* [Excerpt to read]
···

SPARTANBURG — Carolyne Chelulei came to the United States from Kenya on a student visa for a college education, but now the Army is offering her the chance to stay for good as a citizen.
The 23-year-old is one of several hundred immigrants whose specialized skills, either in languages or in their professional background, make them eligible for a Pentagon program that repays service in uniform with an accelerated path to citizenship.
“I am excited about it,” Chelulei said while visiting in her recruiter’s office. “I like helping people, and I think I will be a great asset to America, to the Army.”
As debate swirls in Washington about changing the nation’s policies on immigration, the Army is going ahead with offering some legal immigrants living temporarily in the U.S. a path to citizenship if they can fill certain critical jobs.
It is formally known by a mouthful of Pentagon-speak: Military Accession Vital to the National Interest, or MANVI. The Army began the program on a one-year trial basis in 2009, recruiting 789 soldiers with language skills and 143 health care professionals, said Maj. Carol Stahl, the Army program’s manager in the Pentagon. Since the program re-opened at the end of September 2012, 451 linguists have enlisted in the Army with 28 different languages, as well as 19 dentists and three physicians, she said.

···

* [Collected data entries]
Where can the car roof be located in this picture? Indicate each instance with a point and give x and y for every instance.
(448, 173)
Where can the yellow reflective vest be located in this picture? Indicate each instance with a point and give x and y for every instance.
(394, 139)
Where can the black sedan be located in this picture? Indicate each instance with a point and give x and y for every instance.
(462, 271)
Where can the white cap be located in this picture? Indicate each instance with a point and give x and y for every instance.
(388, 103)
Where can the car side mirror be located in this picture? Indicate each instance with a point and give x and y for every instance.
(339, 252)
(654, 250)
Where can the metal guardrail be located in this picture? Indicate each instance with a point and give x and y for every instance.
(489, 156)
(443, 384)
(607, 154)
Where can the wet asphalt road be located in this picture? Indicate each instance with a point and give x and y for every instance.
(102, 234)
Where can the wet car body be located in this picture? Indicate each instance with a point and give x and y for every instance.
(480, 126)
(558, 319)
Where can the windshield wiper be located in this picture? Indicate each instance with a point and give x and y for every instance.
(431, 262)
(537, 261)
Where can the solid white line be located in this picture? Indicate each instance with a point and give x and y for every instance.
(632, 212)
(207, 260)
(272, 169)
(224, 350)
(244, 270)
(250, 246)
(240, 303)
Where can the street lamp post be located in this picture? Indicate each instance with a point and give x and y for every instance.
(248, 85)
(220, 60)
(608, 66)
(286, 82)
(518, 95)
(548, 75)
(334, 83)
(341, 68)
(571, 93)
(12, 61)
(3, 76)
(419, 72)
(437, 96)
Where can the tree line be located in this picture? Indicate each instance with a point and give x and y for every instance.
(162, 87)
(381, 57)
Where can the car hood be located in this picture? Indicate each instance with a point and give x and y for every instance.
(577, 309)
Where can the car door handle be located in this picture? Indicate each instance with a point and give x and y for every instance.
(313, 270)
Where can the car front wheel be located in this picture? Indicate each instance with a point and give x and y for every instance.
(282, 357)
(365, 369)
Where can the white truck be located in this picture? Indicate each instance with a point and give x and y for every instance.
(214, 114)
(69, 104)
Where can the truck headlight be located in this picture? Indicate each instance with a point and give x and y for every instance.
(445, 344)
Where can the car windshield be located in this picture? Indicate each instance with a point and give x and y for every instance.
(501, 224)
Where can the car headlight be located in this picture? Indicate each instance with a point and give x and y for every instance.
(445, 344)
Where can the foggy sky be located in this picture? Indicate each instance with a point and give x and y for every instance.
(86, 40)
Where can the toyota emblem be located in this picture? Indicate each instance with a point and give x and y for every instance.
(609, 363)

···

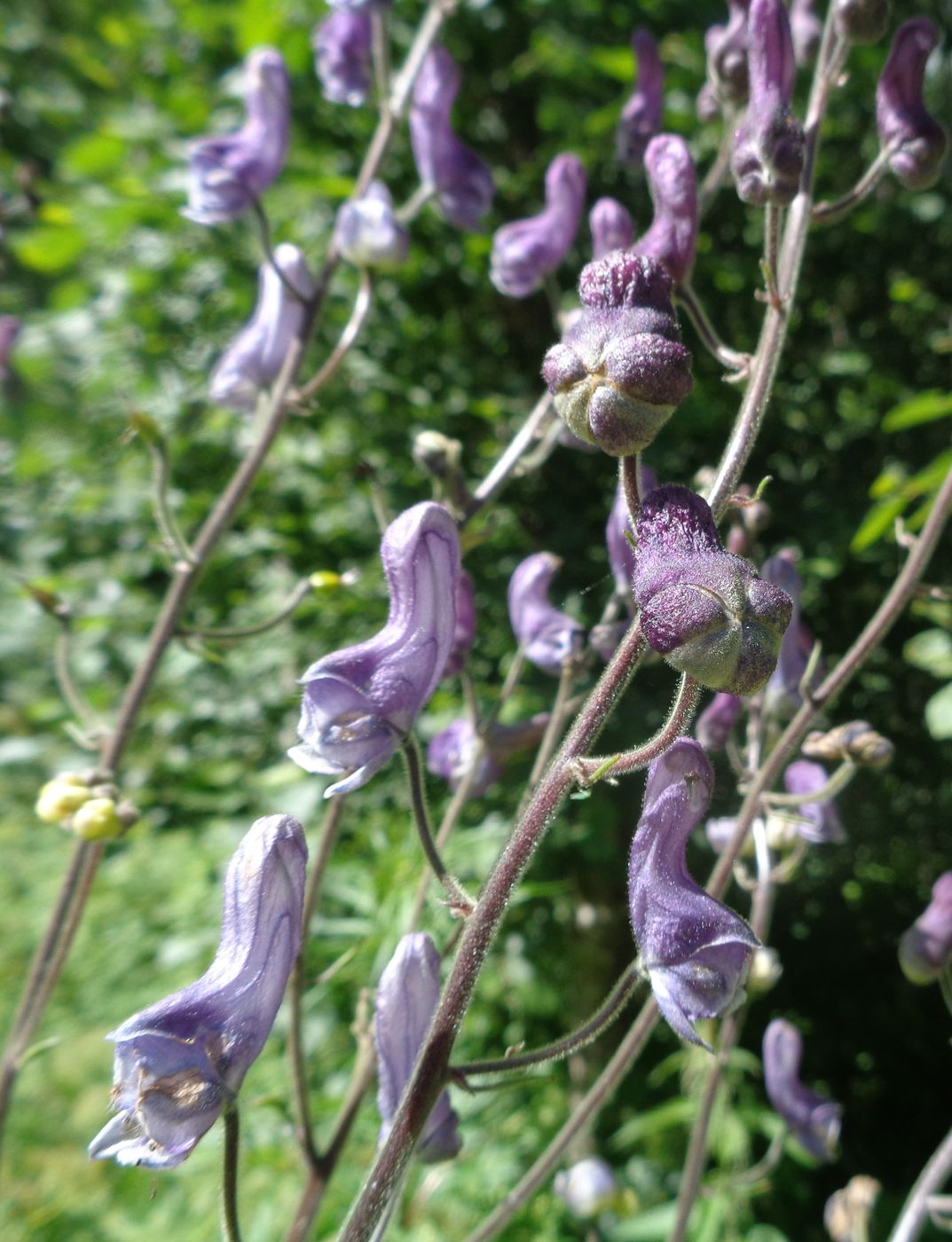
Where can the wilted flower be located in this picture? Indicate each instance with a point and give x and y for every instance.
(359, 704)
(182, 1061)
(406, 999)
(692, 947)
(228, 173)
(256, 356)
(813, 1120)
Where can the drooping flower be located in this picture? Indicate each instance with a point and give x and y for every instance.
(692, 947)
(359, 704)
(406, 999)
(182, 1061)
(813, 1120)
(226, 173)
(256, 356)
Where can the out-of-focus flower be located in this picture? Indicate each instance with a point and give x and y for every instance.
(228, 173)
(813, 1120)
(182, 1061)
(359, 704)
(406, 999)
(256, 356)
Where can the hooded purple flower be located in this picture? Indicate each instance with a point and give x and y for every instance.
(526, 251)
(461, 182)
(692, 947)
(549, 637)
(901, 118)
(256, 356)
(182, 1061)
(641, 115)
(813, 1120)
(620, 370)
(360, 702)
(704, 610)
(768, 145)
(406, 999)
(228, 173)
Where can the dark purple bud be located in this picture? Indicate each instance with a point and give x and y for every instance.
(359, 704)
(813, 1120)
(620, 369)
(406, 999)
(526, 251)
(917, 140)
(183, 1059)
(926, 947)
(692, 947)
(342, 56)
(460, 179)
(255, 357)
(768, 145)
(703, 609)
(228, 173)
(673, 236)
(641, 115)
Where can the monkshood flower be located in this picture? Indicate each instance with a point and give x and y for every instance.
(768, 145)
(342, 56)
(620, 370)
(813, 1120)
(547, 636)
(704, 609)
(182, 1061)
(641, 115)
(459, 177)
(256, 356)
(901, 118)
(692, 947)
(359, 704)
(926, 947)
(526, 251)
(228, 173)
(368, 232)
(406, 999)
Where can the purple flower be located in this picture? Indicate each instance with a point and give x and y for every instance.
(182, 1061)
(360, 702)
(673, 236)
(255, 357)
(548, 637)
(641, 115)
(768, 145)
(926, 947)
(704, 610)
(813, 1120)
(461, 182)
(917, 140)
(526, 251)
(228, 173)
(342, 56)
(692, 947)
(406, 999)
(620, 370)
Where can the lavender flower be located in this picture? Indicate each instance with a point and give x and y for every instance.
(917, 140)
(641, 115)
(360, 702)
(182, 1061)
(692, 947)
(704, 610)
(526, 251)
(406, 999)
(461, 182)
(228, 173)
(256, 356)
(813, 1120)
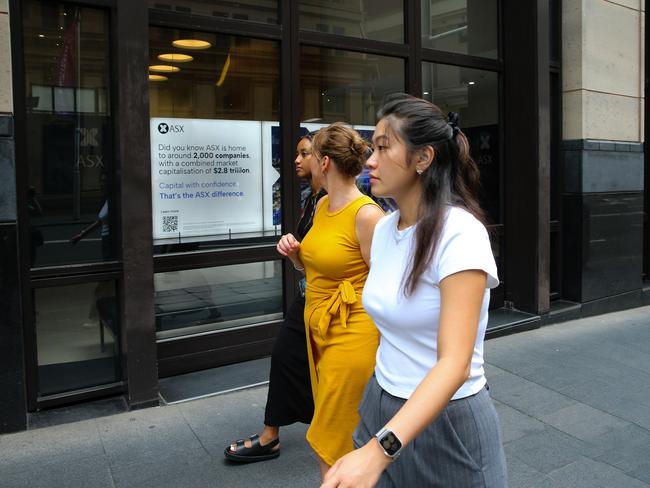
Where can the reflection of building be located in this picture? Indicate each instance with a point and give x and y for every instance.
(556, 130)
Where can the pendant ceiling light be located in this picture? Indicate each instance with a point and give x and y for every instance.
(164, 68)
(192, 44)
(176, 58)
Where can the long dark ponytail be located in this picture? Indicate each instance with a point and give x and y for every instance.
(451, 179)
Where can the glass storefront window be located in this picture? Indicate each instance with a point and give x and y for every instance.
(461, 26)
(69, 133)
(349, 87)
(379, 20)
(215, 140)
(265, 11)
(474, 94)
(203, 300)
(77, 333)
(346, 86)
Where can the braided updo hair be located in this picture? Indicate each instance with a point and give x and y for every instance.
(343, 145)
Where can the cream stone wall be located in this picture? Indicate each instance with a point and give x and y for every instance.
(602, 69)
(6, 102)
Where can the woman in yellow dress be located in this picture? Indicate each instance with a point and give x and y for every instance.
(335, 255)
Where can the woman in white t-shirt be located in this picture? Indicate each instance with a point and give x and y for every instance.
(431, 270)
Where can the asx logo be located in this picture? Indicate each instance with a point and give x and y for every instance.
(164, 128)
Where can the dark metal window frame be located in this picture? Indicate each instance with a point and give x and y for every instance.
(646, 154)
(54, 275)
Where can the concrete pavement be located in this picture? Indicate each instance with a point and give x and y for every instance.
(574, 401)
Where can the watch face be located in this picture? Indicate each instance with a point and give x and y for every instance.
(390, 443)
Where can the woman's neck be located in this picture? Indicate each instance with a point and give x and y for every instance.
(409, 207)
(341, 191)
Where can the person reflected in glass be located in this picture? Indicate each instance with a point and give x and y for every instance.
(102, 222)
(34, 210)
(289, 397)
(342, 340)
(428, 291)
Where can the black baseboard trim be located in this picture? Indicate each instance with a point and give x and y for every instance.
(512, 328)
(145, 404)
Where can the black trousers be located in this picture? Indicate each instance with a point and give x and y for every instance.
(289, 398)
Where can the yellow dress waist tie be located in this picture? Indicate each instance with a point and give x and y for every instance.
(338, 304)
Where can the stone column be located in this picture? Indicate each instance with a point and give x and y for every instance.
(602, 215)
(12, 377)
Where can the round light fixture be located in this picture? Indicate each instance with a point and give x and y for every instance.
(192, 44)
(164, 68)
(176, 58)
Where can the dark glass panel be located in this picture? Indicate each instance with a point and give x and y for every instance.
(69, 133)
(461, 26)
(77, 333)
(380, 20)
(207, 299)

···

* [Required work]
1. In the article on the Army citizenship program, can you copy word for word everything from "SPARTANBURG — Carolyne" down to "path to citizenship."?
2. According to the article on the Army citizenship program, what makes Carolyne Chelulei eligible for the Pentagon program? Answer in one to three sentences.

* [Results by task]
1.
SPARTANBURG — Carolyne Chelulei came to the United States from Kenya on a student visa for a college education, but now the Army is offering her the chance to stay for good as a citizen.
The 23-year-old is one of several hundred immigrants whose specialized skills, either in languages or in their professional background, make them eligible for a Pentagon program that repays service in uniform with an accelerated path to citizenship.

2. She is one of several hundred immigrants whose specialized skills, in languages or in their professional background, make them eligible. The program rewards service in uniform with a faster path to citizenship.